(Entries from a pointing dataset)
··········
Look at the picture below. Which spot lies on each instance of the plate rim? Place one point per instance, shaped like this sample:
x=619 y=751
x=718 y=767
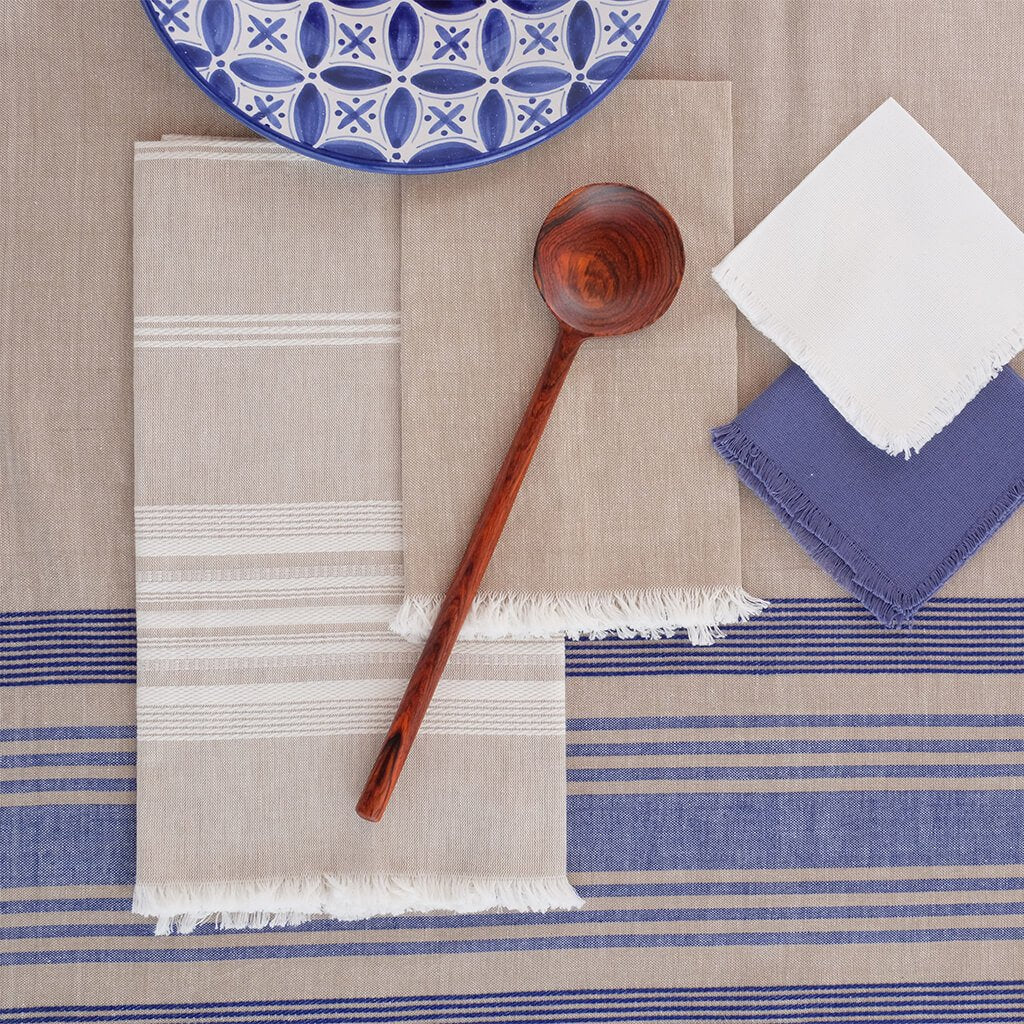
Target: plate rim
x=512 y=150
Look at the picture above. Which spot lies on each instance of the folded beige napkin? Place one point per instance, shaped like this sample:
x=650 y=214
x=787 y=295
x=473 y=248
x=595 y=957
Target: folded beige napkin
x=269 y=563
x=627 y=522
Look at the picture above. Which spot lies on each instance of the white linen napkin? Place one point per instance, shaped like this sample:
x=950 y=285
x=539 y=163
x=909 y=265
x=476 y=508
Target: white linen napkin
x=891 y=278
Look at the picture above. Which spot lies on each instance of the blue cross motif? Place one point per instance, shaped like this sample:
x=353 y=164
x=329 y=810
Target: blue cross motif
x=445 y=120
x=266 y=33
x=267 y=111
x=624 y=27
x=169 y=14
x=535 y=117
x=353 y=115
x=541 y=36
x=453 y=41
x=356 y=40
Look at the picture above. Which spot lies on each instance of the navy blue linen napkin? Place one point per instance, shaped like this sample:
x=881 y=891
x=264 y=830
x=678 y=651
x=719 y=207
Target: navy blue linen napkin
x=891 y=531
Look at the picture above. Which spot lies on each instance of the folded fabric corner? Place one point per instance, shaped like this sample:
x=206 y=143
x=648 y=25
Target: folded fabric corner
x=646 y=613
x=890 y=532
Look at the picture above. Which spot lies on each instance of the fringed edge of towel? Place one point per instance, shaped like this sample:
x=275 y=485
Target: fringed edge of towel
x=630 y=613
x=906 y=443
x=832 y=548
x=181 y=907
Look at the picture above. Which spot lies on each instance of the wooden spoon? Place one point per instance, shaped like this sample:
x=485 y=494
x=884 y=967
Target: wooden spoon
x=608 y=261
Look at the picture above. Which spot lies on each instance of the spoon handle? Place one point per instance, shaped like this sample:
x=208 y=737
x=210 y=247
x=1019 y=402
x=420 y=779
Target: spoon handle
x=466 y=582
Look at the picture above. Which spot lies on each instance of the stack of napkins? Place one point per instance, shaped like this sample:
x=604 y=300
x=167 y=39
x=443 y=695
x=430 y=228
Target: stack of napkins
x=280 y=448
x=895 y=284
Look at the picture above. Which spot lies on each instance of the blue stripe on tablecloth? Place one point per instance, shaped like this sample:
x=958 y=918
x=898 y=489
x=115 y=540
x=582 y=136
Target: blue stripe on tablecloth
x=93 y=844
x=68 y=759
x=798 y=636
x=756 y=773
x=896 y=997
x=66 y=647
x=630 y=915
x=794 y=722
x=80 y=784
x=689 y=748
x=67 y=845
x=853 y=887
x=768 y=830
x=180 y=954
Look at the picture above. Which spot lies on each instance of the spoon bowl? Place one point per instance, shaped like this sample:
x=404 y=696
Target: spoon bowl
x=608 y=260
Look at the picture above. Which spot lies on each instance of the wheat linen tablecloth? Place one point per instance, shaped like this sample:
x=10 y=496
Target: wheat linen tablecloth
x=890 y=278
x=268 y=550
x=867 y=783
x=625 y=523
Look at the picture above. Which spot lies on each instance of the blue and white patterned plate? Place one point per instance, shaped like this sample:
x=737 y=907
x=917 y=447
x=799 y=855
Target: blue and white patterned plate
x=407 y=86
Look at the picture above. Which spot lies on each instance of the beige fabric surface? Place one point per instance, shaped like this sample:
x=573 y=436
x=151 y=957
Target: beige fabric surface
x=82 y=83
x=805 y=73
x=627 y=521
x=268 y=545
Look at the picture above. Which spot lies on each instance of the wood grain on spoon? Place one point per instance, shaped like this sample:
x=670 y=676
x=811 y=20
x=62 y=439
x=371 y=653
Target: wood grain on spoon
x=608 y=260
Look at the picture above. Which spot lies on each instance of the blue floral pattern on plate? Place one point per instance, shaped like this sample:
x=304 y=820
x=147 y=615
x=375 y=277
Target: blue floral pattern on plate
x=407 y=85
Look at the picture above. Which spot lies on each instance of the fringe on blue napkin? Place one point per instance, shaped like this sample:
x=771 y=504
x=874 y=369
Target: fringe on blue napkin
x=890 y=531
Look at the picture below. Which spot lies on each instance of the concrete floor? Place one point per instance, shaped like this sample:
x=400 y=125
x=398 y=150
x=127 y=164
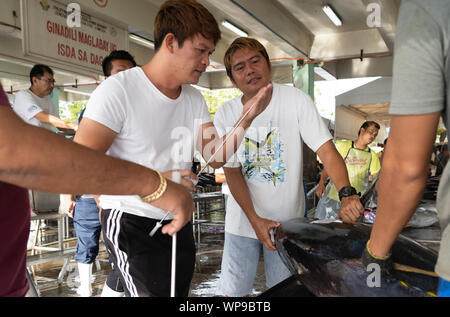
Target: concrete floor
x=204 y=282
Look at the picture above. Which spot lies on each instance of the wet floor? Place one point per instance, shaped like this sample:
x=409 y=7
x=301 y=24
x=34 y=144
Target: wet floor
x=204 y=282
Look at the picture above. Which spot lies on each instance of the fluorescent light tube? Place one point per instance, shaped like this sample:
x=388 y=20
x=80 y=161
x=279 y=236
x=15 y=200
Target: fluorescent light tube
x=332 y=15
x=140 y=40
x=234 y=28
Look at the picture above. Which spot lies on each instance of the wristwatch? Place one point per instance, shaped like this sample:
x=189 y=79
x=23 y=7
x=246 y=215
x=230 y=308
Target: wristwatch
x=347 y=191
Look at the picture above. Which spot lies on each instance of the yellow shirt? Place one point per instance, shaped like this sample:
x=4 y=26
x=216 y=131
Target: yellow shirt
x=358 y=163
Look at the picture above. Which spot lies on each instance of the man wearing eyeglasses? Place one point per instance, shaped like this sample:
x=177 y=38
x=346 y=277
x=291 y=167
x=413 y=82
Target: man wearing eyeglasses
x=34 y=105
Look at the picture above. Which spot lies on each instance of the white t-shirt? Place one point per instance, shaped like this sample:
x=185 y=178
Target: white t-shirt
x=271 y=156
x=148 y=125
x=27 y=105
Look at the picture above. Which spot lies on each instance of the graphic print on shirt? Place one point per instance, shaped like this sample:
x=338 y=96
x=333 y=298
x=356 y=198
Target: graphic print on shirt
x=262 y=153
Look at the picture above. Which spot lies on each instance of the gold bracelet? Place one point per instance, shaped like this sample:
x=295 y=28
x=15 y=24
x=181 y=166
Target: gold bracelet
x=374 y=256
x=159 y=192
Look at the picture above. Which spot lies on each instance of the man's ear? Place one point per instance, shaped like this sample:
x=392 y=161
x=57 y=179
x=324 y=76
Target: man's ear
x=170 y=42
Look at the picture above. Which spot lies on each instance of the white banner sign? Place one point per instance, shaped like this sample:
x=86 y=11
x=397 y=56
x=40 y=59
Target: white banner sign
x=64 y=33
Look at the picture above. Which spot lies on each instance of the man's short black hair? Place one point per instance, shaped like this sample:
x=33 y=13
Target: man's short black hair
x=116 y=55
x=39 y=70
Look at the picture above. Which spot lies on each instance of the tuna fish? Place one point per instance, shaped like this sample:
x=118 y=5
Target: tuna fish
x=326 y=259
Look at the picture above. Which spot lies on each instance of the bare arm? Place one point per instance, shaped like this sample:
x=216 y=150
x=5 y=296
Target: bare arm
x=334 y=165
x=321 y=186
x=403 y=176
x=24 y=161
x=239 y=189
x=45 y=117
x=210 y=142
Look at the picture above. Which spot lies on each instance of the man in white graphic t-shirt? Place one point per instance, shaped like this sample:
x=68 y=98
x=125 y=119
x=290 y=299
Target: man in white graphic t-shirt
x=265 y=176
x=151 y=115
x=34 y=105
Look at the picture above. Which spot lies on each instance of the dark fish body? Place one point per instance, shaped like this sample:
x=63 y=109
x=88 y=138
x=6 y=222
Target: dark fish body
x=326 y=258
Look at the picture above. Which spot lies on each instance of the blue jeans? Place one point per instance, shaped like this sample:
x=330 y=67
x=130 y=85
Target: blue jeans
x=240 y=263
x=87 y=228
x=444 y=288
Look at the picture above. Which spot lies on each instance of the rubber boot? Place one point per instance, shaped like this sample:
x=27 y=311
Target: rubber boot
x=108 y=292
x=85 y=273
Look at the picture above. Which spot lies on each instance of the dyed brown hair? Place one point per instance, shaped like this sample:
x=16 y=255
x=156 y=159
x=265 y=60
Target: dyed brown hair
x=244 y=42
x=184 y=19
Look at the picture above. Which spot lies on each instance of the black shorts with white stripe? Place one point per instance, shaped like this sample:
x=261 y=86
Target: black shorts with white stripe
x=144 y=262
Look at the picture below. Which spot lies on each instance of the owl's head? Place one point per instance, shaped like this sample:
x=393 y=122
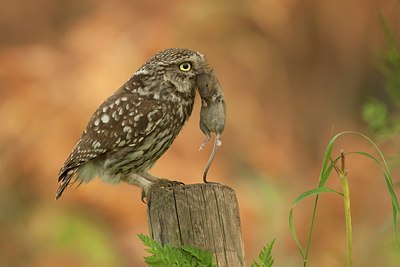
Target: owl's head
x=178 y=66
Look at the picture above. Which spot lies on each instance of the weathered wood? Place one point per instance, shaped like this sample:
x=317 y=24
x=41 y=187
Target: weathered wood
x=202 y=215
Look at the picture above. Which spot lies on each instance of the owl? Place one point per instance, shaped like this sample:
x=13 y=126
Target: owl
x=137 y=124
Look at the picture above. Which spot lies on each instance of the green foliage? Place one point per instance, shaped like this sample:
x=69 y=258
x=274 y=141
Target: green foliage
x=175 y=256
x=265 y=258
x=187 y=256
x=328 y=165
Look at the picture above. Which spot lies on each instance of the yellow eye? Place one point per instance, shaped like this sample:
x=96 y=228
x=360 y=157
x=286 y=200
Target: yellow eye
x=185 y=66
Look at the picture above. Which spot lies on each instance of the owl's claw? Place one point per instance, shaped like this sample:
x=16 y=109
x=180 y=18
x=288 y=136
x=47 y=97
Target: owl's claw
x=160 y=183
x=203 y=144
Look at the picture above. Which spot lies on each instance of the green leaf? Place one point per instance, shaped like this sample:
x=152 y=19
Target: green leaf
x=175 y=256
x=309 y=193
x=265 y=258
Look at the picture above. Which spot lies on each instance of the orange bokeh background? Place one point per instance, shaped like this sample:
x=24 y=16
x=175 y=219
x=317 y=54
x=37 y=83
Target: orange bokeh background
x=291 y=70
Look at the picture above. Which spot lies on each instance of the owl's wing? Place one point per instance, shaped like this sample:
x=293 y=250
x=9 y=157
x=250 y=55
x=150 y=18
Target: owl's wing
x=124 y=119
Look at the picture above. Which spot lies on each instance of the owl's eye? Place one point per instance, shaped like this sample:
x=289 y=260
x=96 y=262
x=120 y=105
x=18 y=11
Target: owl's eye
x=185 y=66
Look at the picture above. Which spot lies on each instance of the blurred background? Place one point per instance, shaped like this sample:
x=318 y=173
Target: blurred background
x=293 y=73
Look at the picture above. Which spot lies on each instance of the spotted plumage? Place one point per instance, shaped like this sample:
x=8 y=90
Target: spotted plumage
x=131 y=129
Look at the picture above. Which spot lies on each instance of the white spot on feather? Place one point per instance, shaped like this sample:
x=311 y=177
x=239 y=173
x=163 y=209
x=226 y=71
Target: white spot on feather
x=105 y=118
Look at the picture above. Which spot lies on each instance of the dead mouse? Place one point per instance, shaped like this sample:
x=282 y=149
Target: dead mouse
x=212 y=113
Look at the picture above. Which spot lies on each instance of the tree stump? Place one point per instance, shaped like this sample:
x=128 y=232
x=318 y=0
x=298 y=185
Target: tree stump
··········
### Task instructions
Rewrite the rows from the start through the line with "x=627 y=522", replacing "folded beige napkin" with "folded tan napkin" and leaving everything else unchanged. Leave the pictures out of your answer.

### Written reply
Look at the picture below. Which spot lies on each instance of the plate rim? Place one point per instance, shaped like this sample:
x=619 y=751
x=718 y=767
Target: plate rim
x=512 y=150
Look at the picture above. Which spot lies on each instance of the folded tan napkin? Place one point per instance, shaped like this sample:
x=650 y=214
x=787 y=295
x=473 y=248
x=595 y=957
Target: folded tan napkin
x=269 y=563
x=627 y=522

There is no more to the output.